* **Provided records**

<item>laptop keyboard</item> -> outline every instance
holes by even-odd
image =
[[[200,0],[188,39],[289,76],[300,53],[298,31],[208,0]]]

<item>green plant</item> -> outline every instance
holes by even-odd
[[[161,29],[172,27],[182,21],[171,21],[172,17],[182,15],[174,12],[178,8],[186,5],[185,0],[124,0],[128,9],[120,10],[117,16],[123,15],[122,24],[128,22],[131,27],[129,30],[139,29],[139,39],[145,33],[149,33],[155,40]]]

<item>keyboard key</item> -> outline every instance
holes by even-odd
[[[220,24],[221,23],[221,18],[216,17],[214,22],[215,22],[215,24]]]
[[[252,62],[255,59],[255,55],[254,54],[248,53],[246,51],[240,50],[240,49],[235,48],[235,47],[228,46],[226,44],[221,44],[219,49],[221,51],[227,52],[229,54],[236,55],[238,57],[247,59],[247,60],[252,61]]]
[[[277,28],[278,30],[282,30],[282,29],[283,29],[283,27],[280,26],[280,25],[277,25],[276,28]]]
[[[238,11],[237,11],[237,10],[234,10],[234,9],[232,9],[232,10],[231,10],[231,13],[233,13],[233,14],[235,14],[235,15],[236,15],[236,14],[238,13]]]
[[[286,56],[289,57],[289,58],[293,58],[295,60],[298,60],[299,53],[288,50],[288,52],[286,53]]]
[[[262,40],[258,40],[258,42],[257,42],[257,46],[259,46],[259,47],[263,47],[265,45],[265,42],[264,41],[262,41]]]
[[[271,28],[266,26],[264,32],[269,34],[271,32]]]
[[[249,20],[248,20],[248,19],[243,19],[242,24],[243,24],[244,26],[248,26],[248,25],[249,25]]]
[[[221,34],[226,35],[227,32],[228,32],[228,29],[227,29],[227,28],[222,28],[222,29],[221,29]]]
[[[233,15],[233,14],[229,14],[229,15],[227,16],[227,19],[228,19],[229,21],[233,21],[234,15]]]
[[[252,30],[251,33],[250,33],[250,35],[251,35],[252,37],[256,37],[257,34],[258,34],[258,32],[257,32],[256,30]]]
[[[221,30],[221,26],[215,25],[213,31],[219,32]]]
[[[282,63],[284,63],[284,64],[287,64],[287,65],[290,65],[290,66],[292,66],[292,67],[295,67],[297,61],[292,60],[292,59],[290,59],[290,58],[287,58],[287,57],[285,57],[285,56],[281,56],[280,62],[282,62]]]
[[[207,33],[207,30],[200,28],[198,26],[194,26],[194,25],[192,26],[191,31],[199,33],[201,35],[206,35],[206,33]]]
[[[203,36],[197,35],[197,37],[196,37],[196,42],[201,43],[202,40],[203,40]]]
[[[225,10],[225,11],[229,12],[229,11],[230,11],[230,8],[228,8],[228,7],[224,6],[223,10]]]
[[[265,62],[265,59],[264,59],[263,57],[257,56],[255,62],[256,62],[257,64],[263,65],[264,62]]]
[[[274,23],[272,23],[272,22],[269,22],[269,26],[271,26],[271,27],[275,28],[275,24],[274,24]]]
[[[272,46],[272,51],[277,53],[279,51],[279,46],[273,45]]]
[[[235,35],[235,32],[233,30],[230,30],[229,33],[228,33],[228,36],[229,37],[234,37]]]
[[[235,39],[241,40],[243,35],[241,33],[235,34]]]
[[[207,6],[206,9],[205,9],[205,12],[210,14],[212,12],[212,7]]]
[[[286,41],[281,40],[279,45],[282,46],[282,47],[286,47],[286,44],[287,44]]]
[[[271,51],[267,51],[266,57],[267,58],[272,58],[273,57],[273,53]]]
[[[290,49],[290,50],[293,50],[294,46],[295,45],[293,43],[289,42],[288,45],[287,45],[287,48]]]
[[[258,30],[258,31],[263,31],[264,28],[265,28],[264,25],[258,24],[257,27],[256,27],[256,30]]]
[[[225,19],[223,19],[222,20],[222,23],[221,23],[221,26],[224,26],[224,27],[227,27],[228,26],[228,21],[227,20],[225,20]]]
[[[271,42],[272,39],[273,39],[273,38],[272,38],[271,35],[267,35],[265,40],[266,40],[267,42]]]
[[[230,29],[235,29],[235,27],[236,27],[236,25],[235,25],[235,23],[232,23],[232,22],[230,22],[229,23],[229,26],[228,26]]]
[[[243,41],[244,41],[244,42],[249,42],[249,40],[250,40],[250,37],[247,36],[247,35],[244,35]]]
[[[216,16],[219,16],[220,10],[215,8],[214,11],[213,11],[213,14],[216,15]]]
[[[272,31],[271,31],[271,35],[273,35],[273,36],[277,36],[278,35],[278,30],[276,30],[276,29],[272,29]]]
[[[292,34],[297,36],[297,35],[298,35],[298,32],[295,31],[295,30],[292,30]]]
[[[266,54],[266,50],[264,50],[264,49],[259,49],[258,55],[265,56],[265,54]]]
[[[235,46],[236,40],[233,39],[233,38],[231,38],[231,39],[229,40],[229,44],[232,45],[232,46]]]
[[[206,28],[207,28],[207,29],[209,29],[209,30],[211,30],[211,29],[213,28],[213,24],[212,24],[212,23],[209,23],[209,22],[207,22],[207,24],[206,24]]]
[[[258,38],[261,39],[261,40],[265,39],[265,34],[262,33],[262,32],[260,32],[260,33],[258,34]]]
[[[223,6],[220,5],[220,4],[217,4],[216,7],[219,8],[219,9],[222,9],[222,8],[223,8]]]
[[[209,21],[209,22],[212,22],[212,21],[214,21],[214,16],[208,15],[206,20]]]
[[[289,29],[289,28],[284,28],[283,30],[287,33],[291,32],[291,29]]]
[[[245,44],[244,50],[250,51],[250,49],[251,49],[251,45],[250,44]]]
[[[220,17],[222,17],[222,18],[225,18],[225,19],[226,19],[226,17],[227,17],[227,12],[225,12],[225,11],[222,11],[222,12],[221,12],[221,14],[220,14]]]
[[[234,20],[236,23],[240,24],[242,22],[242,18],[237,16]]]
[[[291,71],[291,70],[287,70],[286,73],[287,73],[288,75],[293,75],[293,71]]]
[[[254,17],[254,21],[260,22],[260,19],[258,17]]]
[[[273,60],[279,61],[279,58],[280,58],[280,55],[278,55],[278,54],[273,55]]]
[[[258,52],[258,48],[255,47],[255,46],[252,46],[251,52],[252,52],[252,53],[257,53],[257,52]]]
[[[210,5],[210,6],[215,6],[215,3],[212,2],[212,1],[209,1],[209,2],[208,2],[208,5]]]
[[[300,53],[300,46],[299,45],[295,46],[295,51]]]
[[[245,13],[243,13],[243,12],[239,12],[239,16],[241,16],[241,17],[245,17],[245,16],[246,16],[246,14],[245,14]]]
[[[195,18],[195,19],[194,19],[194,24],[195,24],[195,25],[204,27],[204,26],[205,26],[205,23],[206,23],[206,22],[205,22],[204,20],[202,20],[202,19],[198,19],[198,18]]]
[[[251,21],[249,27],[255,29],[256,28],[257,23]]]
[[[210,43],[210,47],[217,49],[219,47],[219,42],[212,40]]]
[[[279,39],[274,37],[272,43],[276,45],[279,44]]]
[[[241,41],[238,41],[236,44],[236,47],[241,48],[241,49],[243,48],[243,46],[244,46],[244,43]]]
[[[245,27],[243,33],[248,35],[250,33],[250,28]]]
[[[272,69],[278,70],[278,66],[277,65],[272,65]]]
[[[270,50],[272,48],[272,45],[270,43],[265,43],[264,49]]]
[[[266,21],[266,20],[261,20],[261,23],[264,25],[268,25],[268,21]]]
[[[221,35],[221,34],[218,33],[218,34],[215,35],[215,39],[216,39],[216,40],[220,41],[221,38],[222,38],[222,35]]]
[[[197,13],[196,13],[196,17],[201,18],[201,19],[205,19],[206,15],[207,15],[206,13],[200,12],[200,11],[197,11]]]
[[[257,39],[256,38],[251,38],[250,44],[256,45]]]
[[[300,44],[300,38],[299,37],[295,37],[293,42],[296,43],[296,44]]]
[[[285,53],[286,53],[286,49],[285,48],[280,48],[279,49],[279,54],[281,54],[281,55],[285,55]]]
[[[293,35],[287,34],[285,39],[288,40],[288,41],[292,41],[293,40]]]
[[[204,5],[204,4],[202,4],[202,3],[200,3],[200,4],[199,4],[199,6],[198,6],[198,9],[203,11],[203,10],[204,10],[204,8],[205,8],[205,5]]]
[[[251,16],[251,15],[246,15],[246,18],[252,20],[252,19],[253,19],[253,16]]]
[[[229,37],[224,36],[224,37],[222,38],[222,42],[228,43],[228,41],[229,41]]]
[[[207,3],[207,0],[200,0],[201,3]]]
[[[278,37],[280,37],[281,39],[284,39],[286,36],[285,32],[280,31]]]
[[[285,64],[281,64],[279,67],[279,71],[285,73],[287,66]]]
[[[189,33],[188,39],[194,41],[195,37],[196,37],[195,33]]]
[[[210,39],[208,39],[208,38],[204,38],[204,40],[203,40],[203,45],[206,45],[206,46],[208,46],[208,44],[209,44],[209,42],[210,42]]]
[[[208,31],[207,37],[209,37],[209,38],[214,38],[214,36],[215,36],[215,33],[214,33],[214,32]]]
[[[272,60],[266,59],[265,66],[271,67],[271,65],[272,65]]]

* **Task statement**
Lines from the entries that contain the word "instance" are what the answer must hold.

* **Exercise response**
<item>laptop keyboard</item> -> outline every instance
<item>green plant</item> -> outline every instance
<item>keyboard key</item> -> outline every instance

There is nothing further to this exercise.